• [Written exercise]:
Reproduce the lines below word for word, from the line with "Find the wall" to the line with "POLYGON ((255 108, 254", including both of those lines.

(Stored items)
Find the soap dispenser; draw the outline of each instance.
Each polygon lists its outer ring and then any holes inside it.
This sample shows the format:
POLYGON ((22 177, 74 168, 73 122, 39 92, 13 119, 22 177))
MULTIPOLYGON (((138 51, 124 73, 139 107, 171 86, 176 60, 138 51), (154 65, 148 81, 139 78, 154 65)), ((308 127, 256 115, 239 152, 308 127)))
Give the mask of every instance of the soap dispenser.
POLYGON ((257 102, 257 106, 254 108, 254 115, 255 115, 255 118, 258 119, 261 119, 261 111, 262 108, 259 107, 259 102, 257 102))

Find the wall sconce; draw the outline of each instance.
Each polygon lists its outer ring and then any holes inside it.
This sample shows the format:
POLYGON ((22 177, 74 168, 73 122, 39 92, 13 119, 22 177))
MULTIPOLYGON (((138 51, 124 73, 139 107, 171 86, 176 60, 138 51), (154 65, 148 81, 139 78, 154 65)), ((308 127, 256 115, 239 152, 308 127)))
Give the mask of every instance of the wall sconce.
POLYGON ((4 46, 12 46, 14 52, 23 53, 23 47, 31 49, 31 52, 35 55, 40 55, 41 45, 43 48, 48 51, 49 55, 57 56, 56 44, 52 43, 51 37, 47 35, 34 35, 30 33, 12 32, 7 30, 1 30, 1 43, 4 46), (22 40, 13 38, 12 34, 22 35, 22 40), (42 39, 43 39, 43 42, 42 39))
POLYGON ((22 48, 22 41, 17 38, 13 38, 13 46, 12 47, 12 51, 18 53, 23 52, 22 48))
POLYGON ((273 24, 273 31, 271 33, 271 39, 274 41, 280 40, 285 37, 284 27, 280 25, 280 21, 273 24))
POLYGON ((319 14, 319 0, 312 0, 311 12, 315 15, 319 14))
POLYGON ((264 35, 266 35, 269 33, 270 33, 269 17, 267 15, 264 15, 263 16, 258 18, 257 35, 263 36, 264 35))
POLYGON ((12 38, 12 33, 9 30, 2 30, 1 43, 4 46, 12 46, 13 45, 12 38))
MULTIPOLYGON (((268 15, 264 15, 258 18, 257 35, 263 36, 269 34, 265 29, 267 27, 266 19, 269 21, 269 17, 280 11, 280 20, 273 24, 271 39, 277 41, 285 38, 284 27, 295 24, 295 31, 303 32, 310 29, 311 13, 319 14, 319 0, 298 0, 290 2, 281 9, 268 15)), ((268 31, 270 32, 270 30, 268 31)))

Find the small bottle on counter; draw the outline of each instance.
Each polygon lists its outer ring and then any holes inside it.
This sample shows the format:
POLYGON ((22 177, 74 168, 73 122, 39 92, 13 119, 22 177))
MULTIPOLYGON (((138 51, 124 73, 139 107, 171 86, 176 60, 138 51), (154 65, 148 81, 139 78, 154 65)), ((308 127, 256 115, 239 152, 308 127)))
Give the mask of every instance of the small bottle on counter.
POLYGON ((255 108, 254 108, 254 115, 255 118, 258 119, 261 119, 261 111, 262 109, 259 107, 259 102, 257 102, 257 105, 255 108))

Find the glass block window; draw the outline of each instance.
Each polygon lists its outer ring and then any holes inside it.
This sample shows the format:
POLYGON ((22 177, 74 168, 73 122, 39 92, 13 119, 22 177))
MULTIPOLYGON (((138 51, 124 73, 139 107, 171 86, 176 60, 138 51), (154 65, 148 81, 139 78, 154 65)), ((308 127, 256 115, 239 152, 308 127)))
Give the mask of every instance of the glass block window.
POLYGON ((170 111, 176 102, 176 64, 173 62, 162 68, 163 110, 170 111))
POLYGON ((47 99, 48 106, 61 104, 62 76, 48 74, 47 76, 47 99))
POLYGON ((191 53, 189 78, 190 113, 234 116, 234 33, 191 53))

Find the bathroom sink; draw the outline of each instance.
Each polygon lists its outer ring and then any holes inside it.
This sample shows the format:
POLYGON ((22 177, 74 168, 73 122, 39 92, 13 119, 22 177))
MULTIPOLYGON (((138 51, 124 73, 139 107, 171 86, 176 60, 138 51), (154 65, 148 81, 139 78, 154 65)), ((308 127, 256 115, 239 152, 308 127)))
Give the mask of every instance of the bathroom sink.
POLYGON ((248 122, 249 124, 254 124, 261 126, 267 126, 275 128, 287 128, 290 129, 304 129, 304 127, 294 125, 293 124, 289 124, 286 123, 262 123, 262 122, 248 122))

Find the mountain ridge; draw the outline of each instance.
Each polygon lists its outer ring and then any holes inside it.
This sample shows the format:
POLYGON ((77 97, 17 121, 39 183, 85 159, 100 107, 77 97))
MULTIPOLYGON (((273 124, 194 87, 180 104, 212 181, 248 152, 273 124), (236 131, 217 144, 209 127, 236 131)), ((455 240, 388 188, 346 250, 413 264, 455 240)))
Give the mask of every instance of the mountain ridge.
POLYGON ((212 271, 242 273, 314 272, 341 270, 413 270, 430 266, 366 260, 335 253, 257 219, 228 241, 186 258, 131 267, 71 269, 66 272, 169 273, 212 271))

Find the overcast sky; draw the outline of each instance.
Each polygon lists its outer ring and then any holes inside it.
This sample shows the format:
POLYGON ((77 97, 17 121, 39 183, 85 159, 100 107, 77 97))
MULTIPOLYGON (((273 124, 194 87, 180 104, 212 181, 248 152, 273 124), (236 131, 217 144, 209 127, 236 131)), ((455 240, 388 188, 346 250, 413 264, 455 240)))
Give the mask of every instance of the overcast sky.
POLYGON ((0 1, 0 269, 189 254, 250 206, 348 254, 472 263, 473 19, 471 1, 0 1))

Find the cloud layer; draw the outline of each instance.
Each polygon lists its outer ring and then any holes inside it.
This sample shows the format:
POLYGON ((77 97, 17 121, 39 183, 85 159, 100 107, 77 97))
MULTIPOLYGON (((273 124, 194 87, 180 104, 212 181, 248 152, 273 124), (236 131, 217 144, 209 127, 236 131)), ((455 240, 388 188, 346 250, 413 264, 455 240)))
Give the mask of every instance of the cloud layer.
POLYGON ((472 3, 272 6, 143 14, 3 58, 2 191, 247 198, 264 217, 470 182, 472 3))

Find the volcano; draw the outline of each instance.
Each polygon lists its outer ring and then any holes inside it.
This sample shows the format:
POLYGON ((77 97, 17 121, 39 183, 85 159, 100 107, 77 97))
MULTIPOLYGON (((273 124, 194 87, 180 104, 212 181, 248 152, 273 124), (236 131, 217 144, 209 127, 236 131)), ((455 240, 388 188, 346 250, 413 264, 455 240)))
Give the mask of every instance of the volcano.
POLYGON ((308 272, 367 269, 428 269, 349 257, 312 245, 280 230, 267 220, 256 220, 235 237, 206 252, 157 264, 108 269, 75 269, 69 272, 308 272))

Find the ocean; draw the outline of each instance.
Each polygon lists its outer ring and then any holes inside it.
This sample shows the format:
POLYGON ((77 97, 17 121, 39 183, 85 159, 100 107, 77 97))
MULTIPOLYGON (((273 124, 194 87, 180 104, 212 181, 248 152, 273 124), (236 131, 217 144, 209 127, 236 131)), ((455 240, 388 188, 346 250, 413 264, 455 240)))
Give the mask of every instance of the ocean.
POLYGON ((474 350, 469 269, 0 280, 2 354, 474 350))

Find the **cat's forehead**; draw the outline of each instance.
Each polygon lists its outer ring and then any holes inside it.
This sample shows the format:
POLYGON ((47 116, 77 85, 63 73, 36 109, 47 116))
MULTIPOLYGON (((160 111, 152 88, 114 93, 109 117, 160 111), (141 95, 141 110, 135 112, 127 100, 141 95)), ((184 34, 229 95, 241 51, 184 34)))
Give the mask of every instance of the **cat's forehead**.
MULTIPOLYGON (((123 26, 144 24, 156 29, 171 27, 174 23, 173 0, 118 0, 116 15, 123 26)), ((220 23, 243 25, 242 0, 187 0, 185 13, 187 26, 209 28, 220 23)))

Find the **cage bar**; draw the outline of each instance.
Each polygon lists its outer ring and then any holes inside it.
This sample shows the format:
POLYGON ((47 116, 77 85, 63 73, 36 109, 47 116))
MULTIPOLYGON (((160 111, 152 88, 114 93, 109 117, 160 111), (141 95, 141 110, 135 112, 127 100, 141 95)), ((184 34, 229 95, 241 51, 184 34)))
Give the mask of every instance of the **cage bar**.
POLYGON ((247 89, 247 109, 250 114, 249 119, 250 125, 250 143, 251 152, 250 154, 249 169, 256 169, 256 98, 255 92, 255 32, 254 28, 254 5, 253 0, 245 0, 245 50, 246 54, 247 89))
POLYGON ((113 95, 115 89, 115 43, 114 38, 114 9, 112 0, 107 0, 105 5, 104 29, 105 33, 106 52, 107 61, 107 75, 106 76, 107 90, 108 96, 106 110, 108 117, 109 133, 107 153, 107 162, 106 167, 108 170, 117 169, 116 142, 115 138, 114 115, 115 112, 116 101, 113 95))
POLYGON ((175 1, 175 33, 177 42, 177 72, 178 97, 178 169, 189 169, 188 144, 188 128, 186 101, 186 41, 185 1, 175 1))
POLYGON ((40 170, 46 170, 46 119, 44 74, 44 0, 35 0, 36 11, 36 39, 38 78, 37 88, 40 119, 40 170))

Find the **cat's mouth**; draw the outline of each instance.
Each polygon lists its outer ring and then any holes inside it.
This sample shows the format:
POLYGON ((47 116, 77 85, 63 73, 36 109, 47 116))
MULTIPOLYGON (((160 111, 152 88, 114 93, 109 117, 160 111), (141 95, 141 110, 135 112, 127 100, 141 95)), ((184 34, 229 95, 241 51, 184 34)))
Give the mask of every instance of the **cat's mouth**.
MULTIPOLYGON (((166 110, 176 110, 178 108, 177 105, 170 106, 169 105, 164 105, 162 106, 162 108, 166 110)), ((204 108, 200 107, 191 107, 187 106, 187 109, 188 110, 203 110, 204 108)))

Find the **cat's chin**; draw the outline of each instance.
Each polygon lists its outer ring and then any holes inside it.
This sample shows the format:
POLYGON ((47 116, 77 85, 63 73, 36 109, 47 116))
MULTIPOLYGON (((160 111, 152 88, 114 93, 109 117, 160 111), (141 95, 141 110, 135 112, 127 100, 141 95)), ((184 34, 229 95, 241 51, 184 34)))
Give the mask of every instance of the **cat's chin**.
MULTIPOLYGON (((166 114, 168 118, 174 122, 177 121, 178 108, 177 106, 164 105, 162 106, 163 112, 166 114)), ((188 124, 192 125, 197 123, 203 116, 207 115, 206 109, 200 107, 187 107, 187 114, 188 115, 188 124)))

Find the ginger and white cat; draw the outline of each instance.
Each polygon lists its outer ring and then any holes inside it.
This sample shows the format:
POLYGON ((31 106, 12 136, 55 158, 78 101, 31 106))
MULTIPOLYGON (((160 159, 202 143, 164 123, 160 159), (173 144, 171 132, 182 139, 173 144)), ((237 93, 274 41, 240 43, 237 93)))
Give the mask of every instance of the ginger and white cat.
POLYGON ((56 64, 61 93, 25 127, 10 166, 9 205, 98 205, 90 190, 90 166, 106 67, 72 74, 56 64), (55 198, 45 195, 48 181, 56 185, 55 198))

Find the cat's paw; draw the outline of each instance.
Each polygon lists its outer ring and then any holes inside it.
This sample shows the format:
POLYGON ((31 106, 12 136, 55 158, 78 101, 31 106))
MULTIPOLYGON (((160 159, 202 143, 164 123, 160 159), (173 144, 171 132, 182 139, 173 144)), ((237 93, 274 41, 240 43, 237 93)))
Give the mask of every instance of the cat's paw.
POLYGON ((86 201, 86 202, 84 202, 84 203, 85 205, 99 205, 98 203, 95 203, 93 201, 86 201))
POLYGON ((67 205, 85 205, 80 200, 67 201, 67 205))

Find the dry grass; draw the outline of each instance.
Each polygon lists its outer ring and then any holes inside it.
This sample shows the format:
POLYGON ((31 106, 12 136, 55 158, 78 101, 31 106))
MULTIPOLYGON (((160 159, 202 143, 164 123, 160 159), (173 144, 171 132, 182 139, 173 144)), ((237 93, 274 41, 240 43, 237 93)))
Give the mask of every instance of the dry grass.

• [Exercise answer]:
Find the wall sconce; draw the outline of each instance.
Each polygon lists its outer ring and then any holes inside it.
This sample shows the format:
POLYGON ((22 177, 74 168, 73 122, 39 92, 13 119, 22 177))
MULTIPOLYGON (((138 51, 124 73, 139 107, 171 86, 176 60, 138 51), (154 65, 148 81, 139 78, 154 65)), ((308 127, 256 115, 239 152, 308 127)))
Give the mask of every instance of the wall sconce.
POLYGON ((4 46, 12 46, 14 52, 23 53, 23 47, 31 49, 31 52, 35 55, 40 55, 41 45, 43 48, 48 51, 49 55, 57 56, 56 44, 52 43, 51 37, 47 35, 34 35, 30 33, 12 32, 7 30, 1 30, 1 43, 4 46), (22 40, 13 38, 12 34, 22 35, 22 40), (42 39, 43 39, 43 42, 42 39))
POLYGON ((22 48, 22 41, 17 38, 13 38, 13 46, 12 47, 12 51, 18 53, 23 52, 22 48))
POLYGON ((273 24, 273 31, 271 33, 271 39, 274 41, 280 40, 285 37, 284 27, 280 25, 280 21, 273 24))
POLYGON ((319 14, 319 0, 312 0, 311 12, 315 15, 319 14))
POLYGON ((264 35, 266 35, 269 33, 270 33, 269 17, 267 15, 264 15, 263 16, 258 18, 257 35, 263 36, 264 35))
POLYGON ((12 38, 12 33, 9 30, 2 30, 1 43, 4 46, 12 46, 13 45, 12 38))
MULTIPOLYGON (((268 15, 264 15, 258 18, 257 35, 263 36, 269 34, 265 29, 267 27, 266 19, 269 21, 269 17, 280 11, 280 20, 273 24, 271 39, 277 41, 285 38, 284 27, 295 24, 295 31, 303 32, 310 29, 311 13, 319 14, 319 0, 298 0, 290 2, 281 9, 268 15)), ((268 31, 270 32, 270 30, 268 31)))

Find the small bottle on counter; draw the outline of each instance.
Each polygon lists its outer ring and then any holes inside it.
This sample shows the format:
POLYGON ((22 177, 74 168, 73 122, 39 92, 13 119, 22 177))
MULTIPOLYGON (((138 51, 124 73, 139 107, 171 86, 176 60, 138 51), (154 65, 148 81, 139 78, 154 65)), ((308 127, 256 115, 239 152, 308 127)))
Give the mask of every instance of the small bottle on counter.
POLYGON ((255 108, 254 108, 254 115, 255 118, 258 119, 261 119, 261 111, 262 109, 259 107, 259 102, 257 102, 257 105, 255 108))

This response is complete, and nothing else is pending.